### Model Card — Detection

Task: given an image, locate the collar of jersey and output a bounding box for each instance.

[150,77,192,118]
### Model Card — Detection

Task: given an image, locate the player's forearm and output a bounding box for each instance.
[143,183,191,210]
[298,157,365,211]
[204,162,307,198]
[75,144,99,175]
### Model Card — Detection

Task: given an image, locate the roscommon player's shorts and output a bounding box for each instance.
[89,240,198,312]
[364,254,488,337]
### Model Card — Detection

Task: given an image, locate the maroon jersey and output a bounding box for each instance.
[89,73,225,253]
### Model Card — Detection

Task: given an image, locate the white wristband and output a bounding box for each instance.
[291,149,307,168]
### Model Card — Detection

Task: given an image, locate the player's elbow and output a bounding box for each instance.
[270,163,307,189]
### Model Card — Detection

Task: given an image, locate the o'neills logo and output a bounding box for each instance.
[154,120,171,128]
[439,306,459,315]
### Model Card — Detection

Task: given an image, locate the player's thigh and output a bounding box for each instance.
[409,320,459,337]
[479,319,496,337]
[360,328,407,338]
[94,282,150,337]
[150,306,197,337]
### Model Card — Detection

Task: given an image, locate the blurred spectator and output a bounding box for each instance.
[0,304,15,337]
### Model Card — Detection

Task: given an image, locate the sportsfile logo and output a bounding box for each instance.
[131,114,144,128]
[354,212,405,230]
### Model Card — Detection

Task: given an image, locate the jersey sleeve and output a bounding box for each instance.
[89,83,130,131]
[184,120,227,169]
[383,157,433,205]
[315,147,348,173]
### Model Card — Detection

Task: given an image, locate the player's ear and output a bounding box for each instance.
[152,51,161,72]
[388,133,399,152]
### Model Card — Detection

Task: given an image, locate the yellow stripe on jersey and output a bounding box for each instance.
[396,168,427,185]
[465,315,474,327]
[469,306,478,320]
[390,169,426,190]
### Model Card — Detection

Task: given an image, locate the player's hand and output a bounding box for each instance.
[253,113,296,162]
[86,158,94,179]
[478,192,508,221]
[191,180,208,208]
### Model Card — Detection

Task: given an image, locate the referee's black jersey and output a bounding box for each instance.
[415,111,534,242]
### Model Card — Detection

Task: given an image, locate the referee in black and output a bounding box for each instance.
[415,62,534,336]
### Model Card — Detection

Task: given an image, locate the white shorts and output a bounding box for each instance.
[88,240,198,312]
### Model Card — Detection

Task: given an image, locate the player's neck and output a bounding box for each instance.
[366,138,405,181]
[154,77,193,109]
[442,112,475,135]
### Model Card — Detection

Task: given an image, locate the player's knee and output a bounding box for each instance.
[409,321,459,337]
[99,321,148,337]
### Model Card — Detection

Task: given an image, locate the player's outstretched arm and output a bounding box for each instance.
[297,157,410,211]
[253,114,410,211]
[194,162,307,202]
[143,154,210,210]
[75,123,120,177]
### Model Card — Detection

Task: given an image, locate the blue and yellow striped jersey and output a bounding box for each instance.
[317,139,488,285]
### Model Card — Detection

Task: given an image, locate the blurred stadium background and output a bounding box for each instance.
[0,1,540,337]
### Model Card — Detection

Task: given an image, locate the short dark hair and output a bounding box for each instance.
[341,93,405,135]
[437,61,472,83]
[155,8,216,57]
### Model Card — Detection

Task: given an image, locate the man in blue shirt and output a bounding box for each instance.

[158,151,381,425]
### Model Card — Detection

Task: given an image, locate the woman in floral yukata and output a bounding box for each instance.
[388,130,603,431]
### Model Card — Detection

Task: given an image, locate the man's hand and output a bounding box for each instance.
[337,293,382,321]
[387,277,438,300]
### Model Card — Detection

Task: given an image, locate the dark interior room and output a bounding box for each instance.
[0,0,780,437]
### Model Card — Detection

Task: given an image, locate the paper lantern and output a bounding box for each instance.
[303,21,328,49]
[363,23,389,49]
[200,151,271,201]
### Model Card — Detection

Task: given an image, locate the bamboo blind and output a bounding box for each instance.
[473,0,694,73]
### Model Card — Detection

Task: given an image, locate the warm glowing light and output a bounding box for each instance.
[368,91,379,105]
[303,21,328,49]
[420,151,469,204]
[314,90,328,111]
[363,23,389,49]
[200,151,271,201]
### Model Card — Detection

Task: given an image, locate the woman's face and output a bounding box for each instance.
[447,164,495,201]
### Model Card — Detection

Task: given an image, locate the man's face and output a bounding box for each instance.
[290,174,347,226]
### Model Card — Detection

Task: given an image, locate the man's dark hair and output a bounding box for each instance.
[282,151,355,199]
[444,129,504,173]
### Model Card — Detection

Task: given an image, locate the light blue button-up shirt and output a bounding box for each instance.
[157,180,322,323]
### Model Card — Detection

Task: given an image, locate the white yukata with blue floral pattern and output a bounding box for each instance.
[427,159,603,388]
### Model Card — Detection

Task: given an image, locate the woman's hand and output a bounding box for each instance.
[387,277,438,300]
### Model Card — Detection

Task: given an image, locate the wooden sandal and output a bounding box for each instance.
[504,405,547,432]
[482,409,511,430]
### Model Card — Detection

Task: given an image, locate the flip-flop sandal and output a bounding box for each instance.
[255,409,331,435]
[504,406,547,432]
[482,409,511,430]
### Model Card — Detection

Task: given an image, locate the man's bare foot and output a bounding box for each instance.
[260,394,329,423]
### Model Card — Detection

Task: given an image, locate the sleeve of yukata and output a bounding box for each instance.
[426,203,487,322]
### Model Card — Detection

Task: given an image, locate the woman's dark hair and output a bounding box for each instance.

········

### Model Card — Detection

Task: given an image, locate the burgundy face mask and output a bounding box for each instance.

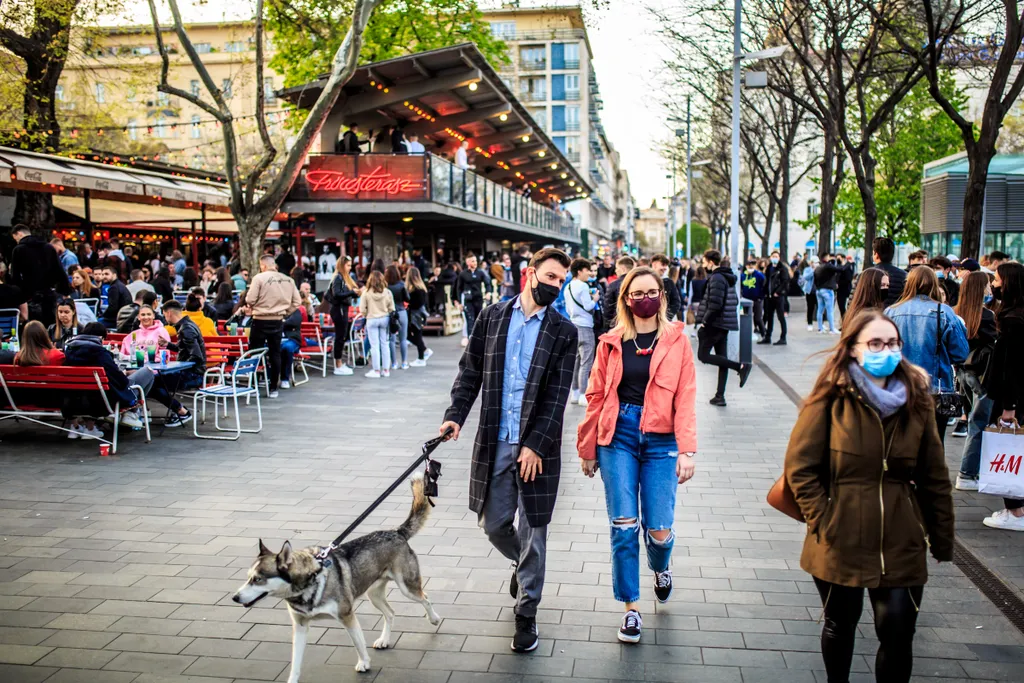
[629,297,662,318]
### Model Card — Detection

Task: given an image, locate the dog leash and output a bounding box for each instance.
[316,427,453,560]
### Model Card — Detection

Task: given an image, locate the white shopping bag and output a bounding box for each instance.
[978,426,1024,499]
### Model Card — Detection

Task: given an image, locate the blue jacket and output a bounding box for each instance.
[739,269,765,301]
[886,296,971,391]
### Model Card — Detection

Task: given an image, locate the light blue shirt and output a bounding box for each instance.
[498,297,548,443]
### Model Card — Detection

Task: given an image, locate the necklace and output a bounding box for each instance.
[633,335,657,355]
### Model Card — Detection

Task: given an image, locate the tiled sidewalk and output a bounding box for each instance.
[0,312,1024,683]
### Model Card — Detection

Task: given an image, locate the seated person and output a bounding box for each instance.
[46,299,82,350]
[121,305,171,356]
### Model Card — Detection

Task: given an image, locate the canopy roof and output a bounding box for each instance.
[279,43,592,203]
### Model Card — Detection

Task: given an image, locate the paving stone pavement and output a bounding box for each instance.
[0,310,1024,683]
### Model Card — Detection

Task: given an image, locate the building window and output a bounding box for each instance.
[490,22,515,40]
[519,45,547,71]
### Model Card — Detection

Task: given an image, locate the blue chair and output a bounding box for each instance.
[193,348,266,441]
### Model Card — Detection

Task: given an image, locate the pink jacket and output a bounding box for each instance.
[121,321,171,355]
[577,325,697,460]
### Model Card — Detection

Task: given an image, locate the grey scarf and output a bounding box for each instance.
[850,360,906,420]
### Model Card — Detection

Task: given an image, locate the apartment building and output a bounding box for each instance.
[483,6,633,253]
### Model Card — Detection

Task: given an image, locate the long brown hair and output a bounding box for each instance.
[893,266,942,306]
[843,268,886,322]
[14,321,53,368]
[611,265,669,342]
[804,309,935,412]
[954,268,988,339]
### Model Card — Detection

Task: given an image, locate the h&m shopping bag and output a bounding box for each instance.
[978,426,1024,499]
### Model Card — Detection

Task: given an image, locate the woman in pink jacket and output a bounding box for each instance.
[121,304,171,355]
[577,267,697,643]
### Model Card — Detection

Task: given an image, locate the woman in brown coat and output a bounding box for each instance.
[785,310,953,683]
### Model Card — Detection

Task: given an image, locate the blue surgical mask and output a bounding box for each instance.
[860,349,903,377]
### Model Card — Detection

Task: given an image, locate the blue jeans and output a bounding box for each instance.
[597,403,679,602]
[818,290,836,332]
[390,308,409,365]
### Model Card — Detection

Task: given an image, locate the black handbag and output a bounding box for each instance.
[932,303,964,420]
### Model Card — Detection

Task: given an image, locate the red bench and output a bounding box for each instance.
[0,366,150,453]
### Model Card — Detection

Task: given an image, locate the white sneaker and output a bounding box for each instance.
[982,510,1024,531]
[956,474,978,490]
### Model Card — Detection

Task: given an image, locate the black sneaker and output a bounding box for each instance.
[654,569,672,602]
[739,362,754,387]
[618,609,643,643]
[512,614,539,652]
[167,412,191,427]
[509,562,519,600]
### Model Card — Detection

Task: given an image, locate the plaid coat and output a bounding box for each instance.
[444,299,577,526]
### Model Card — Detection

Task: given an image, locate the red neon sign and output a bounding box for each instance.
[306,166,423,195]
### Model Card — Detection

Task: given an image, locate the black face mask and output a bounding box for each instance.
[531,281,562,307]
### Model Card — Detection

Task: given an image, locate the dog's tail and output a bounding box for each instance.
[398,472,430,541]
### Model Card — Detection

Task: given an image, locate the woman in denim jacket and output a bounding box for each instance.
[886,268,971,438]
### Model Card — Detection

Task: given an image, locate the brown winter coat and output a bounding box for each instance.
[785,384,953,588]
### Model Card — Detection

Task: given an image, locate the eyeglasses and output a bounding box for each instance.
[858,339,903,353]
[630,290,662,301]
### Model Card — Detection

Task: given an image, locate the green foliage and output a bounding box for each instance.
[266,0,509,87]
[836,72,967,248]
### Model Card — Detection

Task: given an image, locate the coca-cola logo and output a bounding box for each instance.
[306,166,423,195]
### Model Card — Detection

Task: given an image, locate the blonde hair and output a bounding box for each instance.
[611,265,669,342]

········

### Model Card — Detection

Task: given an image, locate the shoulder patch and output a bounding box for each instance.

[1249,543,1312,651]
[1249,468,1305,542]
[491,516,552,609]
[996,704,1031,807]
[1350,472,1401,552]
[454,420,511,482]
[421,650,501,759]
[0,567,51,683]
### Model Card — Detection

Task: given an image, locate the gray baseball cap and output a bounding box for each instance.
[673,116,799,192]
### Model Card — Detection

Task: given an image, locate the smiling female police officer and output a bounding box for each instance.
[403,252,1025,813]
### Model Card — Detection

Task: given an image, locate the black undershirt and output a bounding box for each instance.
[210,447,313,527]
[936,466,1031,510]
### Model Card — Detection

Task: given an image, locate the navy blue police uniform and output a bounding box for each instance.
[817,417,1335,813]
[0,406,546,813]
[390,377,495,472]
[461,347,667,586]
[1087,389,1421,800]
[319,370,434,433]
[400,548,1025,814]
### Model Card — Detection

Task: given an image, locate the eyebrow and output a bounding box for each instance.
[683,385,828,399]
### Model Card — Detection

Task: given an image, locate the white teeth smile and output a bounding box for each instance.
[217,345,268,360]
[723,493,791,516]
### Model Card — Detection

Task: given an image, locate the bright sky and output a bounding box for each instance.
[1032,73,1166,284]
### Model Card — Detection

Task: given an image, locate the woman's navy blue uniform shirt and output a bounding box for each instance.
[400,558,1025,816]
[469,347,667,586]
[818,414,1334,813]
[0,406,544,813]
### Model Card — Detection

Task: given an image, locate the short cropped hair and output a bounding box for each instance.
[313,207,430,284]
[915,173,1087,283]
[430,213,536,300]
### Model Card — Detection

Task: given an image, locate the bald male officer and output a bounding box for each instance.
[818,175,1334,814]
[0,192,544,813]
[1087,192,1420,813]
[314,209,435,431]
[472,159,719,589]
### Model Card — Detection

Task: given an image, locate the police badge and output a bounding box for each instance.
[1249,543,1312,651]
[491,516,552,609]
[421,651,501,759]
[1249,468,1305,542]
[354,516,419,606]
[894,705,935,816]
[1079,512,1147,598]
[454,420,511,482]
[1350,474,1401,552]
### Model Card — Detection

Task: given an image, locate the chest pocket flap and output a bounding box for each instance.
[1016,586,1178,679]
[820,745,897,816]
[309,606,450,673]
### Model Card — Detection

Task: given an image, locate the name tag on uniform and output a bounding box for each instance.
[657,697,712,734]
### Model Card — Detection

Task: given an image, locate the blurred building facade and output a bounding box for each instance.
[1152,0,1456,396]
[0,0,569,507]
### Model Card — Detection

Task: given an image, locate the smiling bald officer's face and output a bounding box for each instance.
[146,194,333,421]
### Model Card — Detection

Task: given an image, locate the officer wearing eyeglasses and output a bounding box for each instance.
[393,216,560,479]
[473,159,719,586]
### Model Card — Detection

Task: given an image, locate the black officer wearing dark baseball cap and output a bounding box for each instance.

········

§ Stated goal
Show every line of the records above that contains the word "building", treating uppercase and lowercase as different.

§ Task result
Task: given an image, locate the building window and output a bounding box for each instance.
Task: given an image, locate the apartment building and output a bounding box for each instance.
Task: given an image, locate the blurred building facade and output a bounding box for each instance.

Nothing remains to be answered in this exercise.